* [TRECHO EXTRAÍDO]:

▼

Com mais uma indicação pelo presidente Lula para o Supremo Tribunal Federal (em 19 de janeiro, o ministro Carlos Velloso foi aposentado compulsoriamente) e com especulações a respeito da possibilidade de mais duas indicações este ano (com as prováveis saídas dos ministros Nelson Jobim e Sepúlveda Pertence), aumentam as críticas sobre os possíveis indicados e, o que é inaceitável, surgem acusações de “aparelhamento” e “partidarização” do STF.

Tais críticas revelam, desde já, seu caráter político e ideológico, numa clara tentativa de impedir que o presidente Lula exerça sua prerrogativa constitucional de indicar nomes para o STF e desconsideram, de forma deliberada e interesseira, a própria história constitucional brasileira e a do Supremo Tribunal Federal, em particular.

Os ministros do STF, no sistema constitucional de freios e contrapesos adotado desde sempre na República, são indicados pelo presidente da República e seus nomes são aprovados pelo Senado. Em razão da natureza do tribunal (jurídico na função e constitucionalmente político), possuem um perfil que reflete, em maior ou menor grau, as posições políticas e ideológicas de quem indica. E não poderia ser diferente. Com efeito, a nossa Corte Suprema sempre contou, e ainda conta, com ministros que possuíam carreira política e partidária. Para comprovar a afirmação, citamos somente alguns expressivos exemplos, entre tantos existentes:

— Maurício Corrêa, senador pelo PDT e ministro da Justiça no governo Itamar Franco;

— Nelson Jobim, deputado federal pelo PMDB-RS e ministro da Justiça no governo FHC;

— Paulo Brossard, deputado estadual, federal e senador, sempre pelo MDB e, posteriormente, PMDB; foi também ministro da Justiça no governo José Sarney;

— Oscar Dias Corrêa, deputado federal pela UDN e ministro da Justiça no governo José Sarney;

— Adaucto Cardoso, vereador e deputado federal pela UDN; foi presidente da Câmara dos Deputados em 1966;

— Bilac Pinto, líder da bancada da UDN e presidente da Câmara dos Deputados em 1965;

— Aliomar Baleeiro, deputado estadual e federal pela UDN; exerceu diversos cargos no Poder Executivo da Bahia;

— Prado Kelly, deputado federal, presidente da UDN e ministro da Justiça no Governo Café Filho;

— Carlos Maximiliano, deputado federal e ministro de Estado no primeiro governo Getúlio Vargas;

— Evandro Lins e Silva, chefe do Gabinete Civil da Presidência no governo João Goulart e ministro das Relações Exteriores no mesmo governo;

— Victor Nunes Leal, chefe do Gabinete Civil no governo Juscelino Kubitschek;

— Hermes Lima, ministro de Estado de diversas pastas no governo João Goulart e presidente do Conselho de Ministros (primeiro-ministro);

— Epitácio Pessoa, deputado, senador, ministro de Estado e presidente da República de 1919 a 1922.

▲

* [DADOS FORNECIDOS]:
▼

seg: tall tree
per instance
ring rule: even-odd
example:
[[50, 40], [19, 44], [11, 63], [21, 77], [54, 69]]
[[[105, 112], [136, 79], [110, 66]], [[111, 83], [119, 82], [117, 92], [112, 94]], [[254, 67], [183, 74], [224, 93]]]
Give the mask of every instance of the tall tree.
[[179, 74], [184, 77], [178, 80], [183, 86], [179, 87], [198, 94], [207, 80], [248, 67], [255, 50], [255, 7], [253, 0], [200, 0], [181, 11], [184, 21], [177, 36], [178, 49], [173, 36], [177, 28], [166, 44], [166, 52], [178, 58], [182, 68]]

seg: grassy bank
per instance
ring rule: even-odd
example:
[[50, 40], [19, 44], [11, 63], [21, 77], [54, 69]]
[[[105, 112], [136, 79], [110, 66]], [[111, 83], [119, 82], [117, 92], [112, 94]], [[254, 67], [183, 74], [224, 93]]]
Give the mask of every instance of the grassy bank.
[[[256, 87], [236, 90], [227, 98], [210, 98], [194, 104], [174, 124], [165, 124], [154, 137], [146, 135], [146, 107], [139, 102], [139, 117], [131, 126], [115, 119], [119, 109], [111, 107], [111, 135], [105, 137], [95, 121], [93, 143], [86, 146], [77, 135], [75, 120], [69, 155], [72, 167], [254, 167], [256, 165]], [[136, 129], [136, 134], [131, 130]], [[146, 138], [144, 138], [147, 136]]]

▲
▼

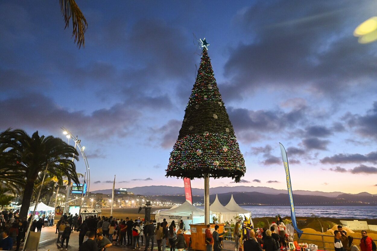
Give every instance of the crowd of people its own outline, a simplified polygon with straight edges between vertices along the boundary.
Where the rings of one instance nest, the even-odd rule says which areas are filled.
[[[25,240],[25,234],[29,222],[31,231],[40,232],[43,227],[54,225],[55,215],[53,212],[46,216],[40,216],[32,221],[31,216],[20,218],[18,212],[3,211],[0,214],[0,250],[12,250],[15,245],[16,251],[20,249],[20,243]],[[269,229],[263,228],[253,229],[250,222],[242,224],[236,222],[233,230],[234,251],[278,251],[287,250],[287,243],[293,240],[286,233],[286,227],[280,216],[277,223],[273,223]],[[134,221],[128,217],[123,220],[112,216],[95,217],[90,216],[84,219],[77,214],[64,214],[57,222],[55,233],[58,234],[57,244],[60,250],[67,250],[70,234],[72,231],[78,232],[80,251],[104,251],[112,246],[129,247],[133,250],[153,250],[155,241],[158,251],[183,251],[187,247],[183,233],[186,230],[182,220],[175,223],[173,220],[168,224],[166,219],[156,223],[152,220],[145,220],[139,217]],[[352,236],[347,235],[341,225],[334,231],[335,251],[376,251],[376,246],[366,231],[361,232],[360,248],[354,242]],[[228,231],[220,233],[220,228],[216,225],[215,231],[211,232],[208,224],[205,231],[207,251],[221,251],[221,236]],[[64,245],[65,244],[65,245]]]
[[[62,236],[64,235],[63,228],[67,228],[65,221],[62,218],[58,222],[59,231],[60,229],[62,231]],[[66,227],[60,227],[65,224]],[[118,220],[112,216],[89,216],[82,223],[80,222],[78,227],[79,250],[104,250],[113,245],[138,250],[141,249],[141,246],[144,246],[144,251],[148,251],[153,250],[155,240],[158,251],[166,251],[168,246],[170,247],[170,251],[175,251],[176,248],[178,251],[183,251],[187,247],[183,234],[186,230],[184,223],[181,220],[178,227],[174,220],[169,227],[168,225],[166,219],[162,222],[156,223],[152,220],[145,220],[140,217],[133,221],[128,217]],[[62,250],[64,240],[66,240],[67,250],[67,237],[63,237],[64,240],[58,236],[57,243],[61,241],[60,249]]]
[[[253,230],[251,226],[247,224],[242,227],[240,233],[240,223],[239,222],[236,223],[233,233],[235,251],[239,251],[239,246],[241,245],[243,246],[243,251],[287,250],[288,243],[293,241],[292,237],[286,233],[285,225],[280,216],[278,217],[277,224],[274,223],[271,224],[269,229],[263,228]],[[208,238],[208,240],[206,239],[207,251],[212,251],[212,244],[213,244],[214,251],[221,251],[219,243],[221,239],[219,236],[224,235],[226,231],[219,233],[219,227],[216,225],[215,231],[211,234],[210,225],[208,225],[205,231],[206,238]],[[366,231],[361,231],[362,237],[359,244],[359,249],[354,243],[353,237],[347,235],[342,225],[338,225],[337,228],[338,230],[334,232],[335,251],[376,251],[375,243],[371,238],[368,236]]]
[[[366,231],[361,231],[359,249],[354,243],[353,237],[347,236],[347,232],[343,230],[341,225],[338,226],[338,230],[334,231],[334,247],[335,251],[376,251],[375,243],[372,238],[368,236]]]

▲
▼

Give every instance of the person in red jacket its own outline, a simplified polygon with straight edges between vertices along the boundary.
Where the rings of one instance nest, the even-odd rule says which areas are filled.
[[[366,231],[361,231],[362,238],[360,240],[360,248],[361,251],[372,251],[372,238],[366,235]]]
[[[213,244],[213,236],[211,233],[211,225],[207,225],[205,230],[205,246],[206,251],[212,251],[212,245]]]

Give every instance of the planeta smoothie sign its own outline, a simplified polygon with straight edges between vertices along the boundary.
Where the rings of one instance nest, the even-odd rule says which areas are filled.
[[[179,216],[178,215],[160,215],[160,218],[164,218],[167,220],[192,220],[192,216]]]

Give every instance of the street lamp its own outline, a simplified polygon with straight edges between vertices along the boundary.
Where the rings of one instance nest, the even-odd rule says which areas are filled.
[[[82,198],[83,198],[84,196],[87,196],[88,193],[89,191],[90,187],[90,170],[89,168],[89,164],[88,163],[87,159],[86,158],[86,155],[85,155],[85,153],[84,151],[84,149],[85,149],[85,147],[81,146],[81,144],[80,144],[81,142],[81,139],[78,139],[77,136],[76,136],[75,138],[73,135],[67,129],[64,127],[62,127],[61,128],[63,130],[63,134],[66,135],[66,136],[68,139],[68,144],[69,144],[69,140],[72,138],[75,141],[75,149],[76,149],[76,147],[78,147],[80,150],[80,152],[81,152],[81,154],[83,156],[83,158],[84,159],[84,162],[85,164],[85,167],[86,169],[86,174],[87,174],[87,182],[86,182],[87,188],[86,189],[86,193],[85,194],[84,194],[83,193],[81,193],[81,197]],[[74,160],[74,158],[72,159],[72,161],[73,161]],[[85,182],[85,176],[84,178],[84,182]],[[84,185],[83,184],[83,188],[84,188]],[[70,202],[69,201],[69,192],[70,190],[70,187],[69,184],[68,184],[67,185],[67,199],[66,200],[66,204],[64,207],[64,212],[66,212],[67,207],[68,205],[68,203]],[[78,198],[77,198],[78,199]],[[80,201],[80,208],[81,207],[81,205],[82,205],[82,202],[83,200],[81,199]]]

▲

* [PROBLEMAS A RESOLVER]:
1. Reescreva de forma mais curta o parágrafo do trecho sobre as indicações ao STF que começa com "Os ministros do STF, no sistema constitucional", preservando seus fatos principais.
2. Conte quantas linhas dos registros contêm a palavra "straight", levando em conta maiúsculas e minúsculas. Responda somente com o número.
O trecho e os registros vêm de fontes diferentes.

* [PROBLEMAS RESOLVIDOS]:
1. No sistema de freios e contrapesos adotado na República, os ministros do STF são indicados pelo presidente da República, e seus nomes são aprovados pelo Senado. O tribunal é jurídico na função e constitucionalmente político. Por isso, os ministros refletem, em maior ou menor grau, as posições políticas e ideológicas de quem os indica. A Corte sempre teve, e ainda tem, ministros com carreira política e partidária, como comprovam alguns exemplos expressivos.

2. 4